== Region pointing data ==

----------

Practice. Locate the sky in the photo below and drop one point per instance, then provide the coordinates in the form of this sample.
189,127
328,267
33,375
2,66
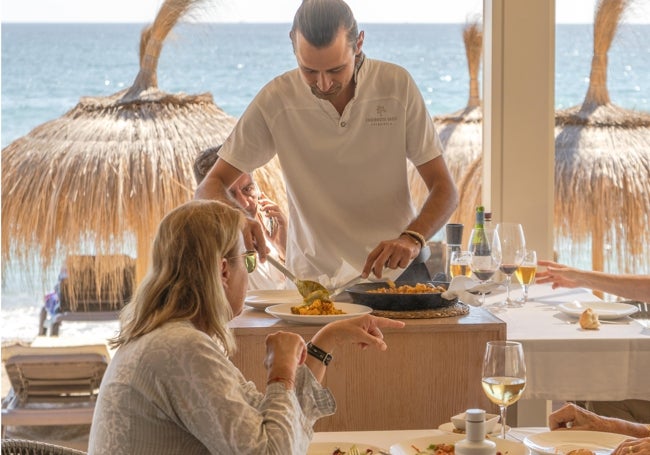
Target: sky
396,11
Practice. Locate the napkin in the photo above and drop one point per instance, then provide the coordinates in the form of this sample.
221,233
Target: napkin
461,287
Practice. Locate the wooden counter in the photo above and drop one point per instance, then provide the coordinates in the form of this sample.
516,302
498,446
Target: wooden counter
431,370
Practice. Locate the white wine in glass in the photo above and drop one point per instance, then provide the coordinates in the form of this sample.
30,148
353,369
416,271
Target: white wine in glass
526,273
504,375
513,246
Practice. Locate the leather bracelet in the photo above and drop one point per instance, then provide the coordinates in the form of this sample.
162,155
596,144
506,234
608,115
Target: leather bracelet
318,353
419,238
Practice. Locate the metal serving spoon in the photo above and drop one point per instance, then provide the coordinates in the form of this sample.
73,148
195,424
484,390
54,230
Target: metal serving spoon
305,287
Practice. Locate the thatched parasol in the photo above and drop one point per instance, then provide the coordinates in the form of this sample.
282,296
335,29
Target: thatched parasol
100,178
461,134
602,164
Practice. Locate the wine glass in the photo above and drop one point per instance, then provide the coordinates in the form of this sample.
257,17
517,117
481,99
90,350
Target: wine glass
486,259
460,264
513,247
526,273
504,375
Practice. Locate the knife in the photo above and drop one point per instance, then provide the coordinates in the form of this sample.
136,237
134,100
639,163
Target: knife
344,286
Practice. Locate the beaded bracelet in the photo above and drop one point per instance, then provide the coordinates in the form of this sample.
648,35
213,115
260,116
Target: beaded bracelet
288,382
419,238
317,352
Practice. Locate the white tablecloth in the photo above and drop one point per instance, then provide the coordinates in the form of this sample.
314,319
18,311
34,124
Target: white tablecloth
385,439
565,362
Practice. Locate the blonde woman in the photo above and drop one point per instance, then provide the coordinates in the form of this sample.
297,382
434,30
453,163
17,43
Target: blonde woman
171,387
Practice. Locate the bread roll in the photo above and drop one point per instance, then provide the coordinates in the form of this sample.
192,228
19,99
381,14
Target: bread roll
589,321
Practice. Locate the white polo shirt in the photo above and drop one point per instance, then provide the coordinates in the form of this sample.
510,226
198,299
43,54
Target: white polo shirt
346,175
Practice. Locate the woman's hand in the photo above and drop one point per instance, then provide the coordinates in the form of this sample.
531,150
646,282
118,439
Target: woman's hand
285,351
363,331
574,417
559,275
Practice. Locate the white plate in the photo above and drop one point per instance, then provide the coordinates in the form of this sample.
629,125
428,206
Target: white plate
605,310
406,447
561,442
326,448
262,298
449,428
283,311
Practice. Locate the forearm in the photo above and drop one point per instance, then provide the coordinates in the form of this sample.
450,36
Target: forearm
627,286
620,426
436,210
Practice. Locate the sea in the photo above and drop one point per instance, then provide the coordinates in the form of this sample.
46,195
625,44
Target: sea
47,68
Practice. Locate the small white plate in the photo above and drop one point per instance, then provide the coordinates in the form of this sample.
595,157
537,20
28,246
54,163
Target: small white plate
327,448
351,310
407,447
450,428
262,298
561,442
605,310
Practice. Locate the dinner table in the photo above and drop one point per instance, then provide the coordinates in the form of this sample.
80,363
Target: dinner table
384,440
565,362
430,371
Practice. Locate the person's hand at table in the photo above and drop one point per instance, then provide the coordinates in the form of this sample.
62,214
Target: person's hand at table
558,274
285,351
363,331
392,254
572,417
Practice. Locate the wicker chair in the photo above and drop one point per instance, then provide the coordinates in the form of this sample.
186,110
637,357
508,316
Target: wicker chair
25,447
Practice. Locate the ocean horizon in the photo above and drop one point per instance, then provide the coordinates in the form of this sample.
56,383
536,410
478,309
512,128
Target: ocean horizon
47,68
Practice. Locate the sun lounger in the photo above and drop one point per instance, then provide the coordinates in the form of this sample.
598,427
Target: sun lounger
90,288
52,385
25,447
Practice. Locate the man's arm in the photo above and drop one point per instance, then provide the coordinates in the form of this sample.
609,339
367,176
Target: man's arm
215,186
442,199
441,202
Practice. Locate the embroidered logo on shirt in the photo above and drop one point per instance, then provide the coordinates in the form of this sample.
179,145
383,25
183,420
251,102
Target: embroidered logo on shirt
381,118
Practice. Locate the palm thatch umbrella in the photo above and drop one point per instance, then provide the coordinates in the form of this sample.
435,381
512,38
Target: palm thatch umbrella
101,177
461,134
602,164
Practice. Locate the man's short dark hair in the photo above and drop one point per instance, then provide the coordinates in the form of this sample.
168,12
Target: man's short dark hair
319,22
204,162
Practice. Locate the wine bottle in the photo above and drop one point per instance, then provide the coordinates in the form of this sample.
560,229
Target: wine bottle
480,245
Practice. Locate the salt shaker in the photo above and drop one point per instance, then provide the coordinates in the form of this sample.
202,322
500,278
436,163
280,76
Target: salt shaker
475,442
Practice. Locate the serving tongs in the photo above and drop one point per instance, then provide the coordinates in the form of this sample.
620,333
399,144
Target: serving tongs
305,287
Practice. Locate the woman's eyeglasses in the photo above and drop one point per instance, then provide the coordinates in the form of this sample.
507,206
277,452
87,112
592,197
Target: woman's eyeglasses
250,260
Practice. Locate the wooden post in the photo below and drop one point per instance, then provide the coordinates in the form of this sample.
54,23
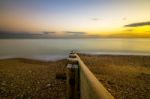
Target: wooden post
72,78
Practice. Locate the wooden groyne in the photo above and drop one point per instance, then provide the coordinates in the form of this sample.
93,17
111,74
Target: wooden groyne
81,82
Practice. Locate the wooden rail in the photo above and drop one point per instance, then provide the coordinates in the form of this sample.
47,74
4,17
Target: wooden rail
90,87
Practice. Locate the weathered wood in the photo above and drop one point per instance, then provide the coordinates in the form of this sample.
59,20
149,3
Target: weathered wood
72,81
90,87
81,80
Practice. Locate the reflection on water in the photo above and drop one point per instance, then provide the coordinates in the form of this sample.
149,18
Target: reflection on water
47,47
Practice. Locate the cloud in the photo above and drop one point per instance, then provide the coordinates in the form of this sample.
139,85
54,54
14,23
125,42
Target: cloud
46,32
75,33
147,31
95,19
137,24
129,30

----------

== EXERCISE ==
Word-for-word repeat, images excluded: return all the data.

== ANSWER TO THIS EXERCISE ==
Practice. Locate the sky in the photo below and drop one point per instance, then provide the coordinates in the form of this sample.
189,127
328,267
33,375
2,66
Target: sky
396,11
Practice. Locate the napkin in the photo above and drop one point per instance, then provide the coordinates in the form of this sample.
221,233
Target: napkin
461,287
Practice. Locate the wooden counter in the photo above and drop one point per instance, then provide the coordinates in the form of this sample.
516,302
498,446
Target: wooden counter
431,370
Practice. Locate the white wine in glass in the photo above and drop one point per instance, then provide the coordinates in the form of this sample.
30,148
353,369
416,271
Target: white wine in glass
526,273
504,375
513,246
Practice. Locate the leather bracelet in the photo above and drop one point per instance, then provide the coordinates in the form of this sample.
162,155
596,144
506,234
608,115
Target: leather bracelet
318,353
419,238
Practice. Locate the metal serving spoon in the photo above and drop one point per instance, then provide the coordinates in the form of this sample.
73,148
195,424
484,390
54,230
Target: metal serving spoon
305,287
Practice. Locate the thatched parasol in the photo above and drop one point per instance, then provide the coordinates in the form of this sample.
282,296
335,29
Target: thatched parasol
100,178
461,134
602,164
Practice. Locate the wine glass in the photo above and drop one point per instance, then provide the coordinates in the form of this sample.
257,17
517,117
481,99
90,350
Target: wine glass
486,259
460,264
513,247
526,273
504,375
Practice. Locate the knife in the photo above and drop one point per instance, then provide the coordinates in the form of this sample.
136,237
134,100
639,163
Target: knife
344,286
Practice. Locate the beaded bracelet in the photo above and drop one point per instance, then provide the coordinates in the form of this sample.
648,35
213,115
260,116
Target: beaded bracelet
288,382
419,238
317,352
Practice. Locate the white tablecloth in the photo above and drop one point per instance, then provide the coordinates in the form of this sample.
314,319
18,311
34,124
Target: white tablecloth
385,439
565,362
Practice. Locate the blonde woman in the photo above and drop one point per instance, then provide the coordinates in the form of this sample.
297,382
434,30
453,163
17,43
Target: blonde woman
171,387
Practice. Locate the bread roll in the photo above and drop one point per instance, then provide the coordinates in the form of this sample.
192,228
19,99
381,14
Target: bread roll
589,321
Practice. Locate the white polo shirt in the photo above and drop one point per instance, then provide the coordinates in the form of this sample.
510,226
198,299
43,54
Target: white polo shirt
346,175
Practice. Locate the woman's hand in the photo above and drop one point per instance, then provide the coordinates in the form of this sample.
531,150
646,282
118,439
Target: woman's hand
285,351
363,331
574,417
559,275
Practice. Locate the white plate in the photo above and drop one point per instance, then provide the coordinates in the form of this sample.
629,125
428,206
Target: white plate
605,310
406,447
561,442
326,448
262,298
449,428
283,311
Practice. Locate the forearm in the photo above and drop one point per instance, then provide the coordinates in the form of this sample.
450,36
Target: forearm
627,286
620,426
436,210
Practice. Locate the sea in the photo above and drop one point per instance, then provide the coordinates in the form of this sample.
46,195
625,44
Target: sea
47,68
Practice. Locate the small white plate in the photo above and drop one point per instance, then provide the coordinates in the form of this sample.
595,157
537,20
28,246
54,163
Target: small white plate
327,448
351,310
407,447
450,428
262,298
561,442
605,310
Practice. Locate the dinner table in the photo above and drop one point per instance, then provide the coordinates in the form of this sample.
80,363
Target: dinner table
384,440
565,362
430,371
Practice. Locate the person's hand at table in the photo above and drop one point per instance, then provide the coordinates in the form of this sample.
62,214
Target: person's hand at table
558,274
285,351
363,331
392,254
572,417
Practice. Locate the wicker chair in the photo above and drop one point per instance, then provide the coordinates in the form of this sample.
186,110
637,357
508,316
Target: wicker chair
25,447
Practice. Locate the ocean horizon in the photo above and drop one point per instance, then provide the coordinates in the form of this sample.
56,383
536,410
478,309
512,128
Target: ocean horizon
47,68
Practice. Locate the sun lounger in the photo above and drop one point per instance, then provide the coordinates in the form of this sample.
598,427
Target: sun lounger
90,288
52,385
25,447
Practice. Locate the man's arm in the photo above and drop one point per instance, then provide the coordinates in the form of this sample.
609,339
367,176
Target: man's arm
215,186
442,199
441,202
Practice. Locate the embroidered logo on shirt in the photo above and drop one point per instance, then provide the coordinates in the form of this sample.
179,145
383,25
183,420
251,102
Target: embroidered logo on shirt
381,118
Practice. Locate the palm thatch umbrella in the photo above and drop one point per instance, then provide the coordinates in the form of this sample.
435,381
512,38
Target: palm thatch umbrella
101,177
461,134
602,164
Practice. Locate the man's short dark hair in the photo above and drop one point per instance, then provide the coordinates in the form of this sample.
168,12
Target: man's short dark hair
319,22
204,162
Practice. Locate the wine bottle in the photo above and drop one point per instance, then provide the coordinates in the form of this sample.
560,229
Target: wine bottle
480,245
Practice. Locate the salt shaker in the photo above and drop one point per instance, then provide the coordinates in the form of this sample.
202,322
500,278
436,163
280,76
Target: salt shaker
475,442
Practice. Locate the serving tongs in the photo above and drop one point per instance, then provide the coordinates in the form of this sample.
620,333
399,144
Target: serving tongs
305,287
Practice. Locate the woman's eyeglasses in the photo above and drop one point per instance, then provide the coordinates in the form of this sample.
507,206
277,452
87,112
592,197
Target: woman's eyeglasses
250,260
Practice. Locate the wooden post in the photo below and drop one point per instance, then provide the coordinates in the form of this sample.
54,23
Target: wooden post
72,78
Practice. Locate the wooden groyne in the photo above and drop one point per instance, then provide the coordinates in the form of this sample.
93,17
111,74
Target: wooden groyne
81,82
Practice. Locate the wooden rail in the photo above and drop one point per instance, then provide the coordinates in the form of this sample.
47,74
4,17
Target: wooden rail
90,87
Practice. Locate the weathered wood in the photo above and drop one point per instance, then provide the coordinates in the form of this sample.
59,20
149,3
Target: weathered wood
72,81
90,87
81,80
Practice. Locate the reflection on water in the photo above and drop one point per instance, then provide the coordinates in the form of this sample.
149,18
Target: reflection on water
47,47
Practice. Locate the cloud in the photo above and drop one point per instance, then provide the coordinates in the form of this sample.
139,85
54,54
14,23
125,42
Target: cloud
46,32
75,33
147,31
95,19
137,24
129,30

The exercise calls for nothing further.